[SHORT EXERCISE 1]
In the poker article, shorten the paragraph beginning "Like the pitchers' mound" while keeping its main facts.
begin SUPPLIED TEXT
ESPN monitors display the different camera angles at the feature table inside the Amazon room at the Rio during the World Series of Poker Main Event.

Fast facts

  • Entrants: 6,494
  • Total prize pool: $61 million
  • Winner's circle: The top 648 players will win at least $21,365, according to tournament director Jack Effel. Each of the nine players at the final table will make at least $1.26 million, with the winner claiming $8.55 million.

The ESPN feature table, a dimly lit oasis tucked away in a quiet corner of the raucous Amazon room inside the Rio, is not only one of the most recognized pieces of felt in the poker world, but it is also one of the most profitable.

Like the pitchers' mound at the old Yankee Stadium or the parquet floor at the Boston Gardens, this camera-lined table is hallowed ground in the game of poker. It is where dreams are ruined and millionaires are born in the World Series of Poker's No Limit Texas Hold 'em Main Event.

Unless a player survives to make the "November Nine," however, landing at this table is as much luck as flopping a royal flush.
end SUPPLIED TEXT
begin THE DATA
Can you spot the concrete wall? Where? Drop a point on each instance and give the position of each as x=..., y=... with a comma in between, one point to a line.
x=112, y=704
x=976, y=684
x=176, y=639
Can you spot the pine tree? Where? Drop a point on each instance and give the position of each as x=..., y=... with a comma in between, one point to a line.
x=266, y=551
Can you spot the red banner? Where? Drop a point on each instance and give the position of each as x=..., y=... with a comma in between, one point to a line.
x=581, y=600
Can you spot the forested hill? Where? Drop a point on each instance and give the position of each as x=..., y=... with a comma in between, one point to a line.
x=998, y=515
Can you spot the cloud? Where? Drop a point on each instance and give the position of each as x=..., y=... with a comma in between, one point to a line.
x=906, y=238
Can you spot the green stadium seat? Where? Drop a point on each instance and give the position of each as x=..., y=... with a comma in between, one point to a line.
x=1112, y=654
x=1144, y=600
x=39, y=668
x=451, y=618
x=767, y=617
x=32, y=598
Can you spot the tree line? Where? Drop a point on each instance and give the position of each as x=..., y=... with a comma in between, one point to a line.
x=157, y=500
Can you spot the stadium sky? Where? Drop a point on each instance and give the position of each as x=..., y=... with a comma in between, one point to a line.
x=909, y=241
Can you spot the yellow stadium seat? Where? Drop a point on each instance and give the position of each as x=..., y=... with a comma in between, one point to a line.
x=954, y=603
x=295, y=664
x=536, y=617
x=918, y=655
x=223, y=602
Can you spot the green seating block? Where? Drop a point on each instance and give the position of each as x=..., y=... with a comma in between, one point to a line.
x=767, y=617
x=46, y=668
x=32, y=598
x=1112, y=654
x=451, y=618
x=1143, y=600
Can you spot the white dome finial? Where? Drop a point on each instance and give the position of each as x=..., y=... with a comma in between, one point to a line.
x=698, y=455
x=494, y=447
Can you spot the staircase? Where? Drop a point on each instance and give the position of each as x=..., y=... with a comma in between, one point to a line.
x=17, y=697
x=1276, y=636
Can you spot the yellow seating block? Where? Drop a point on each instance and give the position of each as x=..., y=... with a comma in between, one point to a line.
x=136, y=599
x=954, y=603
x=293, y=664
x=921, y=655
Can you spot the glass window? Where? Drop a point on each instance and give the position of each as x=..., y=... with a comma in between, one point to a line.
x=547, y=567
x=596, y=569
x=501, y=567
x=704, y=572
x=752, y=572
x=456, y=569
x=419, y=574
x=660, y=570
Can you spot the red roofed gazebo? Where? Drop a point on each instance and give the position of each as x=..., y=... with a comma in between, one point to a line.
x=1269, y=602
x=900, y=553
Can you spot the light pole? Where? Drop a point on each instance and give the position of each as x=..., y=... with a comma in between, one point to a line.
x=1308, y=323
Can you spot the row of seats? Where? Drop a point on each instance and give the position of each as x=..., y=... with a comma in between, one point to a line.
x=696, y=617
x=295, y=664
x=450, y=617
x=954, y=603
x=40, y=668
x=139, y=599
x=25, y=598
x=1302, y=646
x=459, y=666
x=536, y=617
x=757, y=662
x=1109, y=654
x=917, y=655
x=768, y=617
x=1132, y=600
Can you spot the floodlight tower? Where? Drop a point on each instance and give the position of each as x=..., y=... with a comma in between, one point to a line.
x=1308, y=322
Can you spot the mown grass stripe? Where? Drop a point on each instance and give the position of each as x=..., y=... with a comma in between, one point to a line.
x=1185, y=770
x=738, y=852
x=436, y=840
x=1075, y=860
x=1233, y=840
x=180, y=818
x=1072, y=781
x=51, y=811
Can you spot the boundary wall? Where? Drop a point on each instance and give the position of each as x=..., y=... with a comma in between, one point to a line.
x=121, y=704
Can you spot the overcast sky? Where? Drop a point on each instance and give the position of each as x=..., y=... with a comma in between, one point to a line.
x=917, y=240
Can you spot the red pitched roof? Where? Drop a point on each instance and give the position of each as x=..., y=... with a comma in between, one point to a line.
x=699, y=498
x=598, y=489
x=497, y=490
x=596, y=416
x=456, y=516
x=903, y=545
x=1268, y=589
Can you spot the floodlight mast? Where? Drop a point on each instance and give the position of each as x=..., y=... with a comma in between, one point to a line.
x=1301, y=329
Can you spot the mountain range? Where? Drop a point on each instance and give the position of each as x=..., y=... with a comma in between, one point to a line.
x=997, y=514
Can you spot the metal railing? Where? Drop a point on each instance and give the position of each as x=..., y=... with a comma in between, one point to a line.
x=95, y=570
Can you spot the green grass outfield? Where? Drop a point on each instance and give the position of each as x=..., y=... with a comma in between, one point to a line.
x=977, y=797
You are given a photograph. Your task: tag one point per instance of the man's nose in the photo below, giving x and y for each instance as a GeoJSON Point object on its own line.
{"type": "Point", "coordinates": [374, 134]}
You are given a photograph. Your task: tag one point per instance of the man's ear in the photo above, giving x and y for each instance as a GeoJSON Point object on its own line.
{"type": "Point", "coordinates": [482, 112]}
end THE DATA
[SHORT EXERCISE 2]
In the rows above, begin at the line that has "Can you spot the green stadium" and stop after the line that has "x=909, y=241". Write those lines out again with their requests, multiplying each coordinate in the answers by 1.65 and rounding to whole numbers, with halves rounded up.

[EXERCISE ANSWER 1]
This camera-lined table is poker's hallowed ground, like the old Yankee Stadium pitchers' mound or the Boston Gardens parquet floor. At the World Series of Poker's No Limit Texas Hold 'em Main Event, it is where dreams are ruined and millionaires are born.

[EXERCISE ANSWER 2]
Can you spot the green stadium seat? Where? Drop a point on each instance and give the position of each as x=..., y=... with a comma in between, one point to a line.
x=1835, y=1079
x=1888, y=990
x=64, y=1102
x=744, y=1020
x=1266, y=1018
x=53, y=987
Can you spot the tree line? Where? Drop a point on each instance and give the position of each as x=..., y=... with a comma in between, one point to a line.
x=259, y=825
Can you spot the stadium sky? Where? Drop a point on each instance and give the position of each as x=..., y=... with a comma in between, one point to a line.
x=1500, y=398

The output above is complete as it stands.